EXERCISE
Copy the rows below verbatim, with the pictures omitted from your output.

Pointing dataset rows
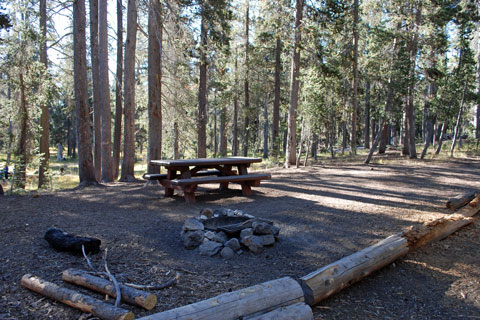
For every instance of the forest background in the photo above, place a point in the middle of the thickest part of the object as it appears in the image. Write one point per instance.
(118, 84)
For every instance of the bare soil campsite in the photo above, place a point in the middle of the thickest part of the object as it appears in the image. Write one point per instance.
(325, 212)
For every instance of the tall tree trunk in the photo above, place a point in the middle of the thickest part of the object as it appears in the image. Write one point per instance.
(155, 37)
(294, 86)
(265, 128)
(235, 111)
(97, 104)
(246, 83)
(128, 163)
(176, 153)
(107, 161)
(411, 90)
(459, 120)
(117, 131)
(44, 118)
(366, 127)
(22, 153)
(86, 170)
(477, 122)
(405, 136)
(276, 98)
(202, 91)
(223, 132)
(353, 139)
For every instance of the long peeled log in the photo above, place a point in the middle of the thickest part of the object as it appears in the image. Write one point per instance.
(76, 300)
(297, 311)
(460, 201)
(471, 209)
(435, 230)
(129, 295)
(253, 300)
(336, 276)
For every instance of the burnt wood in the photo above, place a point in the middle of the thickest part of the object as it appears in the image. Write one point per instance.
(63, 241)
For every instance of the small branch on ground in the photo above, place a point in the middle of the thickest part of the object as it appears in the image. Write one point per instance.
(169, 283)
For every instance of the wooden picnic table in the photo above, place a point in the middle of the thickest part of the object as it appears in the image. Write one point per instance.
(187, 174)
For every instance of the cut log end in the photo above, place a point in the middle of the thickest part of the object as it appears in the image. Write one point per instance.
(460, 201)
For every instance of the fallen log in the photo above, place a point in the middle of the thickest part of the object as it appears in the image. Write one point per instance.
(460, 201)
(435, 230)
(257, 299)
(75, 299)
(297, 311)
(63, 241)
(471, 209)
(336, 276)
(130, 295)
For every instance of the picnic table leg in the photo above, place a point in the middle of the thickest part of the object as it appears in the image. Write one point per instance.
(246, 189)
(224, 185)
(189, 193)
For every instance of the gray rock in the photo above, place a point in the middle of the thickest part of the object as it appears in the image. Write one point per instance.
(192, 239)
(253, 243)
(210, 248)
(192, 224)
(220, 237)
(210, 235)
(233, 243)
(246, 232)
(207, 212)
(263, 228)
(227, 253)
(268, 240)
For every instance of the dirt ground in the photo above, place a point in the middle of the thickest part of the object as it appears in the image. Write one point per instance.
(325, 212)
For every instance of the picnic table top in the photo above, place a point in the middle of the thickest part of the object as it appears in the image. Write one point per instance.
(205, 161)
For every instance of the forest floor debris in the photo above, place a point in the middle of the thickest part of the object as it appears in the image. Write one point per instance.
(325, 212)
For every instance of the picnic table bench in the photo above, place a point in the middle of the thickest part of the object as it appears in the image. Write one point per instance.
(187, 174)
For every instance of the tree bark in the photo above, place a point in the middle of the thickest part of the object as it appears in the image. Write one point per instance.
(128, 163)
(22, 153)
(107, 161)
(223, 132)
(130, 295)
(155, 37)
(265, 127)
(459, 120)
(246, 83)
(440, 139)
(276, 98)
(86, 170)
(235, 110)
(97, 104)
(117, 131)
(411, 90)
(202, 90)
(45, 117)
(366, 127)
(353, 139)
(74, 299)
(294, 88)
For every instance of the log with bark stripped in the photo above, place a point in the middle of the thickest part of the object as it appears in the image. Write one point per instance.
(257, 299)
(460, 201)
(334, 277)
(297, 311)
(130, 295)
(75, 299)
(471, 209)
(435, 230)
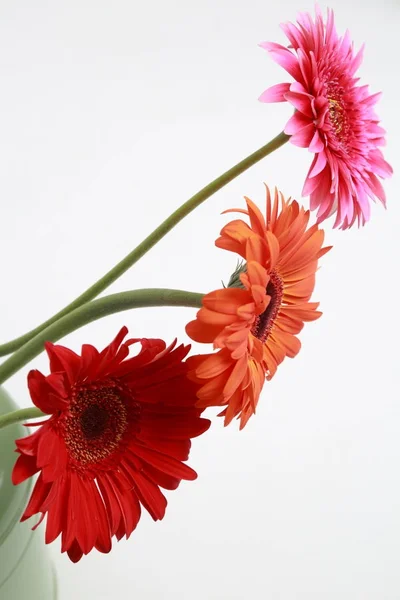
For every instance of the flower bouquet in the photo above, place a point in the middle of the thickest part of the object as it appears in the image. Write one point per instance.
(113, 427)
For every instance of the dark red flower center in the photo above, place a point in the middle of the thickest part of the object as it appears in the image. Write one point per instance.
(264, 322)
(96, 422)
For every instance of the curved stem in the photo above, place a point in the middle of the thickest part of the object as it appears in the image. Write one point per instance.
(23, 414)
(91, 312)
(152, 239)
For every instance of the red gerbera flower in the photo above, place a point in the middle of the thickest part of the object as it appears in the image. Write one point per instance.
(253, 323)
(119, 430)
(334, 119)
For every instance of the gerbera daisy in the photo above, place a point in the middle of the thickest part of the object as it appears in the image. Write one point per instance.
(119, 430)
(334, 118)
(254, 321)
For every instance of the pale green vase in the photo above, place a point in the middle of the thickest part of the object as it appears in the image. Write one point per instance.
(25, 568)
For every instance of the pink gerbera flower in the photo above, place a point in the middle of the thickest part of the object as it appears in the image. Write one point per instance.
(334, 119)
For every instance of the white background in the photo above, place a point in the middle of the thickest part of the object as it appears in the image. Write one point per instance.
(111, 115)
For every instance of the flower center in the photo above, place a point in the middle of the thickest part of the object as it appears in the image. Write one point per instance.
(264, 322)
(95, 424)
(337, 111)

WORKED ANSWER
For every instance of the forest background in the photo above, place a point in the middle of the thickest part of the object as it appears in the image. Write one point per instance.
(118, 84)
For every instance of the bare soil campsite in the photo above, place a point in the middle of the thickest part of the object as it appears in the image. Write one point per instance.
(325, 212)
For every instance of the tall tree trunk in the photo above, place a point in the middle of the thickest part of the object as it appears in the image. Write one point per instance.
(155, 37)
(294, 86)
(265, 128)
(235, 111)
(97, 104)
(246, 83)
(128, 163)
(176, 153)
(107, 161)
(411, 90)
(459, 120)
(117, 131)
(44, 118)
(366, 127)
(22, 153)
(86, 170)
(477, 122)
(405, 136)
(276, 98)
(202, 91)
(223, 132)
(353, 139)
For every instance of the long peeled log in the photo above, place a point in the middle of the thickest part of the object as it appears in the image. Write one point per instance.
(76, 300)
(297, 311)
(460, 201)
(471, 209)
(435, 230)
(129, 295)
(253, 300)
(336, 276)
For every instance of the burnt wood in the photo above, place a point in the middle of the thickest part of the object as it appears in the image. Write one point per instance.
(63, 241)
For every instance of the small branch on ground in the photo above, place a point in the middle of the thickest part of the object as it appears in the image. Write one point per instance.
(169, 283)
For every instance of the wooden picnic table in the photo above, place a point in the middle of the thickest part of the object as it appears in the image. Write one point per instance.
(187, 174)
For every instance of the cut log end in the photo above, place a point in the middle of the thickest part of the object as it appears in the image. Write one point per instance.
(460, 201)
For every instance of the fallen log in the photo above, place a point in the middle of the thickest part of the object as it appears in the image. Write one point per instance.
(460, 201)
(435, 230)
(257, 299)
(75, 299)
(297, 311)
(63, 241)
(471, 209)
(336, 276)
(130, 295)
For every instance of the picnic table leg in the photo above, place a point in the middle of the thickest part of the object as it appears in the image. Write one point per instance.
(246, 189)
(224, 185)
(189, 193)
For every instance of the gray rock in the photo above, place a point in the middle of the thickest part of the object as it appears in the image. Write one point per instance.
(192, 239)
(253, 243)
(210, 248)
(192, 224)
(220, 237)
(210, 235)
(233, 243)
(246, 232)
(207, 212)
(263, 228)
(227, 253)
(268, 240)
For every instance of the dirt ground in the photo above, place a point in the middle of the thickest part of the object as it appears in the image. Write one point per instance.
(325, 212)
For every instance of the picnic table top in the photo above, place a point in the middle of the thickest part of the object as it appears in the image. Write one point per instance.
(205, 161)
For every instance of the forest floor debris in the photo above, place a point in the middle of the thickest part of the object as it appears in the image. Write one point per instance.
(325, 212)
For every instance of the picnic table bench in the photo above, place a point in the middle of the thickest part of the object as it appears in the image. Write one point per instance.
(187, 174)
For every instance of the tree bark in the photo above, place a point in the middle of the thickest part of the object as it appears in the image. Write one point per instance.
(128, 163)
(22, 153)
(107, 161)
(223, 132)
(130, 295)
(155, 37)
(265, 127)
(459, 120)
(246, 83)
(440, 139)
(276, 98)
(86, 170)
(235, 110)
(97, 104)
(117, 131)
(411, 90)
(202, 90)
(45, 117)
(366, 127)
(353, 139)
(74, 299)
(294, 88)
For every instance of the log with bark stripped in the photo above, place a point in the middle of the thickest part of the object as it appears in the image. Write one point per instance.
(257, 299)
(460, 201)
(334, 277)
(297, 311)
(130, 295)
(75, 299)
(471, 209)
(435, 230)
For every instance of the flower bouquet in the photo above, place a point in the middle of the thickest part of the object as it appears in the image. Write one point per instance.
(113, 427)
For every instance of the dark red flower center in the photo above, place a point in the middle of the thickest part of the object as it appears in the image. Write one point per instance.
(264, 322)
(96, 422)
For every instance of the curved stem in the photo above, place a point in the middle of the thickest part of the object as it appears in the image. Write one point per instance.
(23, 414)
(91, 312)
(152, 239)
For every instance of the red gerbera flower in the photo above, place a point in the middle of the thickest part of the object as it appears in the image. Write one point per instance.
(253, 323)
(119, 430)
(334, 119)
For every instance of the gerbera daisy in the photo above, place a point in the middle of the thickest part of the object as it appears in the image. Write one point per instance.
(119, 430)
(334, 118)
(254, 321)
For every instance of the pale green vase in the photo above, place a point in the middle of the thickest part of the object as it appears in the image. Write one point per instance.
(25, 568)
For every instance of the pink gerbera flower in the photo above, place a point in the middle of the thickest part of the object as it appears in the image. Write one point per instance.
(334, 119)
For every instance of the white background in the photo above, place a point in the middle of the thickest part of the object as it appears in the image. Write one point per instance.
(111, 115)
For every instance of the flower center in the photo above, place a point in the middle of the thickest part of the object as it appears in the image. Write one point per instance.
(264, 322)
(95, 424)
(337, 111)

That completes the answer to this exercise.